ZU ERLEDIGEN: Entnimm dem Artikel über den Stuttgarter Mafia-Prozess wörtlich die Stelle, die mit den Worten „Mafia-Boss Don Aniello“ anfängt und mit „vor 20 Jahren.“ schließt.

VORLIEGENDER TEXT:

Sonntag, 31. Januar 2016

Mafia-Boss Don Aniello in Stuttgart vor dem Schwurgericht

Vor 20 Jahren hat die italienische Familie M. unter ihren Landsleuten mit Schutzgelderpressung für Angst und Schrecken gesorgt. Jetzt steht ein Clan-Mitglied, das damals geflüchtet war, vor dem Landgericht Stuttgart. Wird sein Bruder ihn entlasten?




Ein ehemaliger Mafioso, der zurzeit in Mailand im Gefängnis sitzt und der 1997 in Stuttgart zu zwölf Jahren Freiheitsstrafe verurteilt worden war, soll’s richten. Aniello M., älterer Bruder des vor der 16. Strafkammer des Landgerichts Stuttgart angeklagten Enrico M., soll irgendwie als Zeuge vernommen werden – entweder in persona in Stuttgart oder wahrscheinlicher per Videoschaltung. Es geht um das ruchlose Treiben der Familie M. im Raum Stuttgart vor 20 Jahren.

Damals hatte der Clan, der aus dem Städtchen Quindici nahe Neapel stammt und das als Camorra-Hochburg galt, unter ihren Landsleuten Angst und Schrecken verbreitet. Der Clan hatte, nachdem es dem Oberhaupt Francesco M. in der Heimat zu heiß geworden war, ein Import-Export-Geschäft in Feuerbach gegründet. Schon nach kurzer Zeit wurde klar, dass diese Firma nur Fassade war. Das eigentliche Geschäft der Familie M. war Schutzgelderpressung, gesteuert von Francesco M., der in Italien unter anderem einen Bürgermeister erschossen haben soll, und organisiert und in die Tat umgesetzt von Sohn Aniello, der sich „Don Aniello“ nennen ließ.


Schüsse und Brandanschläge

Die Erpressungen eskalierten in Brandanschlägen auf Geschäfte zahlungsunwilliger Inhaber und eine versuchte Entführung. Drangsaliert wurden Reifenhändler, Pizzeriabetreiber, Lebensmittelhändler und Eiscafé-Inhaber. Diese mussten Schutzgeld zahlen, Ware gratis liefern, Bürgschaften über mehrere zehntausend D-Mark übernehmen. Stellten sich die Opfer quer, gingen Firmenwagen in Flammen auf, wurde der Besuch von Mafiakillern avisiert, flogen Molotowcocktails.

Der traurige und lebensgefährliche Höhepunkt: Im September 1995 schoss einer der Brüder der Familie M. von einem Motorrad aus sechsmal in ein Eiscafé in Markgröningen, in dem sich Gäste aufhielten. Niemand wurde verletzt.

EINGABEDATEN:
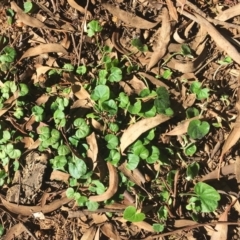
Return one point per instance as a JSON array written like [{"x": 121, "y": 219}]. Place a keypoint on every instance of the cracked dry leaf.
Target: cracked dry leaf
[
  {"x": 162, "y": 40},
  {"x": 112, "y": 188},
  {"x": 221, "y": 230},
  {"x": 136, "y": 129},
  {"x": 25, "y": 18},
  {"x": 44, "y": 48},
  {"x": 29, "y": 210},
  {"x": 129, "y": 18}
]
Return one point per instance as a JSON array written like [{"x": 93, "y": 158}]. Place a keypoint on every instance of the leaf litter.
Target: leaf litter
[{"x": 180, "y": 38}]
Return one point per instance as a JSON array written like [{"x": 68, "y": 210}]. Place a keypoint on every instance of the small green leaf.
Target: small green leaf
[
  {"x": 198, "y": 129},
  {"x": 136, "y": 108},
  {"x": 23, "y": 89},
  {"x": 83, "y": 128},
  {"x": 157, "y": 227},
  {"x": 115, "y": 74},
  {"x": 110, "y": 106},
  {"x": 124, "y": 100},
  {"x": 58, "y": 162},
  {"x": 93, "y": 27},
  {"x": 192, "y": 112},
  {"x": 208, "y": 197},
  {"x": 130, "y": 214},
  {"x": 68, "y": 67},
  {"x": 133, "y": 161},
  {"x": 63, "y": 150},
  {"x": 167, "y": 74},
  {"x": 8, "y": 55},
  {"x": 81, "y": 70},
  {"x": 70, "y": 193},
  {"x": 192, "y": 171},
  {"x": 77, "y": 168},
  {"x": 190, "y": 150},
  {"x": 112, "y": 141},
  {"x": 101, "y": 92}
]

LÖSUNG DER AUFGABE:
Mafia-Boss Don Aniello in Stuttgart vor dem Schwurgericht

Vor 20 Jahren hat die italienische Familie M. unter ihren Landsleuten mit Schutzgelderpressung für Angst und Schrecken gesorgt. Jetzt steht ein Clan-Mitglied, das damals geflüchtet war, vor dem Landgericht Stuttgart. Wird sein Bruder ihn entlasten?




Ein ehemaliger Mafioso, der zurzeit in Mailand im Gefängnis sitzt und der 1997 in Stuttgart zu zwölf Jahren Freiheitsstrafe verurteilt worden war, soll’s richten. Aniello M., älterer Bruder des vor der 16. Strafkammer des Landgerichts Stuttgart angeklagten Enrico M., soll irgendwie als Zeuge vernommen werden – entweder in persona in Stuttgart oder wahrscheinlicher per Videoschaltung. Es geht um das ruchlose Treiben der Familie M. im Raum Stuttgart vor 20 Jahren.